═════ Extrait présenté

Bourrés et repus, mais citoyens

Altérez-vous est un « café citoyen » situé à Louvain-la-Neuve. Détail qui tue : la structure est constituée en coopérative et tente de promouvoir la consommation responsable et locale. Avant d’exporter son modèle ?

(c) Nastassja Rankovic

«Altérez-vous» est un café citoyen situé à Louvain-la-Neuve. Détail qui tue: la structure est constituée en coopérative et tente de promouvoir la consommation responsable et locale. Avant d’exporter son modèle?

«Faites tous chier! Y’en a marre ici!» Surgi presque de nulle part, l’homme tient une chaise au-dessus de sa tête, dans un geste de défiance. Alors que tout le monde se fige, il la projette soudainement sur la table en face de lui, avant de sortir comme si de rien n’était. Le silence retombe dans le café encore fermé, mais dont les portes bâillent aux quatre vents. Il fait chaud et on avait donc pensé qu’il serait bon d’aérer un peu… Une aubaine pour le garçon – visiblement un peu agité – qui continue ses imprécations à l’extérieur, à destination des passants. «On le connaît, c’est un des deux ou trois originaux du quartier», lance Sorina Ciucu, sans perdre son calme. L’événement aurait pu casser l’ambiance, mais il n’en est rien. Dans ce petit établissement situé au cœur de Louvain-la-Neuve, on prépare le service du midi à la fraîche. Les travailleurs se taquinent, une voisine vient demander un nettoyeur haute pression à prêter. Et Sorina Ciucu touille dans son thé, un sourire aux lèvres.

«On était bénévoles Oxfam, on allait à des débats et on voyait toujours les mêmes personnes.» Sorina Ciucu

Voilà sept ans que cette jeune femme originaire de Roumanie a lancé «Altérez-vous», un «café citoyen», avec l’aide de son compagnon et d’autres comparses. Constitué en coopérative à finalité sociale, l’établissement propose une carte «à 90% bio» ou équitable, de saison, issue en grande partie de producteurs locaux. Mais parce que les principes ne nourrissent pas toujours leur homme, «Altérez-vous» essaie aussi «de faire de bons plats, qui plaisent aux gens et qui ne sont pas intéressants juste parce qu’ils proviennent d’une structure d’économie sociale», précise celle qui s’occupe aujourd’hui de tout ce qui a trait à l’opérationnel, la gestion journalière de l’endroit. Une vie de tous les jours qui comprend aussi d’autres formes d’activités: des concerts, des ateliers ou des tables de discussion pour le côté convivial. De l’impro, des goûters solidaires ou des brunchs documentaires pour le versant sensibilisation. Et un service traiteur.

══════════
═════ Entrées fournies

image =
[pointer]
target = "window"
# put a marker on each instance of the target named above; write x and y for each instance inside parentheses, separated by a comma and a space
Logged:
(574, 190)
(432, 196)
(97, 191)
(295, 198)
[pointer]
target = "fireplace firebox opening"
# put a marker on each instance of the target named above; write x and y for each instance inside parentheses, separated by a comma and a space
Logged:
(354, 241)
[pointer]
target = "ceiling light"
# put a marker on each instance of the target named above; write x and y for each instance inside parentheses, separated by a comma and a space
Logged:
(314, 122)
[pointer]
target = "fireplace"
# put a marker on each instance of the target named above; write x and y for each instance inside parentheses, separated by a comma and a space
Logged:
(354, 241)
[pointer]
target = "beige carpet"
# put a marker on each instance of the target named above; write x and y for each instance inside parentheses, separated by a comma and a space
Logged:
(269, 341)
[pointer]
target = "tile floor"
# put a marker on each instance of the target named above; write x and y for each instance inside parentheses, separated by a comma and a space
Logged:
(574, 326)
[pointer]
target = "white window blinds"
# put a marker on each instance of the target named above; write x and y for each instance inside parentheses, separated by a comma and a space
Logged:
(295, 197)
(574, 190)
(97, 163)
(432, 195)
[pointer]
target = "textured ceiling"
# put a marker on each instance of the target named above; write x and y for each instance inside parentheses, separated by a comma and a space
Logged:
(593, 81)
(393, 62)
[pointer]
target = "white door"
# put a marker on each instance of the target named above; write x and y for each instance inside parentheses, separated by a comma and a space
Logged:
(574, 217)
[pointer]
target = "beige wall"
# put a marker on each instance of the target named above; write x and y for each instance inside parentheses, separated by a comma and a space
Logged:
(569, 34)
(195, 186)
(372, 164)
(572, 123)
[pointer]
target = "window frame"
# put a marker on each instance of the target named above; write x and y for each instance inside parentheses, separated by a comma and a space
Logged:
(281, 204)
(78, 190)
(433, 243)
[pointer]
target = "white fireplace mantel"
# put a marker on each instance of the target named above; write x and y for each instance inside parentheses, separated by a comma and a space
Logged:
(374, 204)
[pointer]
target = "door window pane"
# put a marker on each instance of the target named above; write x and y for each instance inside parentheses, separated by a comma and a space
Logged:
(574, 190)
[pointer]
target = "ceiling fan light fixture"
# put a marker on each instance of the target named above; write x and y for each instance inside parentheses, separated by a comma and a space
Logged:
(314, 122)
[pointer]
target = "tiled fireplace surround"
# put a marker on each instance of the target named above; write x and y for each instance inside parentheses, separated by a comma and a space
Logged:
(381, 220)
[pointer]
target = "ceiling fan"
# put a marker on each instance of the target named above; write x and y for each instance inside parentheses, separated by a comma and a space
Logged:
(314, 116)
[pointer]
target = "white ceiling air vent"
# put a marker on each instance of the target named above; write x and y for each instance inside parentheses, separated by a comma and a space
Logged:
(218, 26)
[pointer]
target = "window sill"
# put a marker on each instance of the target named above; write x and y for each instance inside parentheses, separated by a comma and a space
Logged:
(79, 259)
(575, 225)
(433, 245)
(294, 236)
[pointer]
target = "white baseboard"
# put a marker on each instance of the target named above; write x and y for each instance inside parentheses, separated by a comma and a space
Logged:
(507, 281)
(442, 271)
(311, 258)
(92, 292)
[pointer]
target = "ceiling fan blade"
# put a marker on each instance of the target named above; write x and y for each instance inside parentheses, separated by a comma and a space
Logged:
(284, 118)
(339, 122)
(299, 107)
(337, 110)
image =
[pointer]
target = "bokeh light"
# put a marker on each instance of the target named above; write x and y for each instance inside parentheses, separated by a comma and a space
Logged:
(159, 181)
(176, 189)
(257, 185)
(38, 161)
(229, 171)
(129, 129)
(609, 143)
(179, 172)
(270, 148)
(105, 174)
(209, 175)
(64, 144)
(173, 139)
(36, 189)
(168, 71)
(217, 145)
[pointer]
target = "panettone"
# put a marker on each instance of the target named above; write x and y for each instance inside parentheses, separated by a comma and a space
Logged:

══════════

◆ Consigne écrite ◆
Modifiez l'extrait sur le café citoyen : partez des mots « Altérez-vous est un », arrêtez-vous après « d’exporter son modèle? » et remplacez « coopérative » par « association ».

◆ Corrigé de l'exercice ◆
Altérez-vous est un « café citoyen » situé à Louvain-la-Neuve. Détail qui tue : la structure est constituée en association et tente de promouvoir la consommation responsable et locale. Avant d’exporter son modèle ?

(c) Nastassja Rankovic

«Altérez-vous» est un café citoyen situé à Louvain-la-Neuve. Détail qui tue: la structure est constituée en association et tente de promouvoir la consommation responsable et locale. Avant d’exporter son modèle?